══ DATASET RECORDS ══
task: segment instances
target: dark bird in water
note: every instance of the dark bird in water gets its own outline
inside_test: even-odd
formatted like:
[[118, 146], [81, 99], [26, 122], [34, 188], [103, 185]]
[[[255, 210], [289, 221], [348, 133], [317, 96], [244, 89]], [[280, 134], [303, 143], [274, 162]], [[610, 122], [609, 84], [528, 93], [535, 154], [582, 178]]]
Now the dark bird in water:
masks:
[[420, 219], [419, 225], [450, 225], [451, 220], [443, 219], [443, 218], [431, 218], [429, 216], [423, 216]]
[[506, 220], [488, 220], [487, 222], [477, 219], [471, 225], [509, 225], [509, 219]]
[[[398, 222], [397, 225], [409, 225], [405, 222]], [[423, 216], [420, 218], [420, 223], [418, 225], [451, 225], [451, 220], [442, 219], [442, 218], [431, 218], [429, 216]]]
═══
BRIEF:
Format the lines above as a JSON list of strings, one string per line, omitting blank lines.

COMPLETE RESPONSE:
[
  "task: segment instances",
  "target: dark bird in water",
  "note: every instance of the dark bird in water gets its own outline",
  "inside_test: even-odd",
  "formatted like:",
  "[[118, 146], [81, 99], [26, 122], [34, 188], [103, 185]]",
  "[[[255, 210], [289, 221], [348, 133], [317, 96], [244, 89]], [[280, 134], [303, 143], [274, 162]], [[610, 122], [609, 84], [528, 93], [535, 154], [582, 178]]]",
  "Now the dark bird in water:",
  "masks:",
  "[[420, 219], [419, 225], [450, 225], [451, 220], [443, 219], [443, 218], [431, 218], [429, 216], [423, 216]]",
  "[[506, 220], [488, 220], [487, 222], [477, 219], [471, 225], [509, 225], [509, 219]]",
  "[[[398, 222], [397, 225], [409, 225], [405, 222]], [[423, 216], [420, 218], [420, 223], [418, 225], [451, 225], [451, 220], [442, 219], [442, 218], [431, 218], [429, 216]]]"
]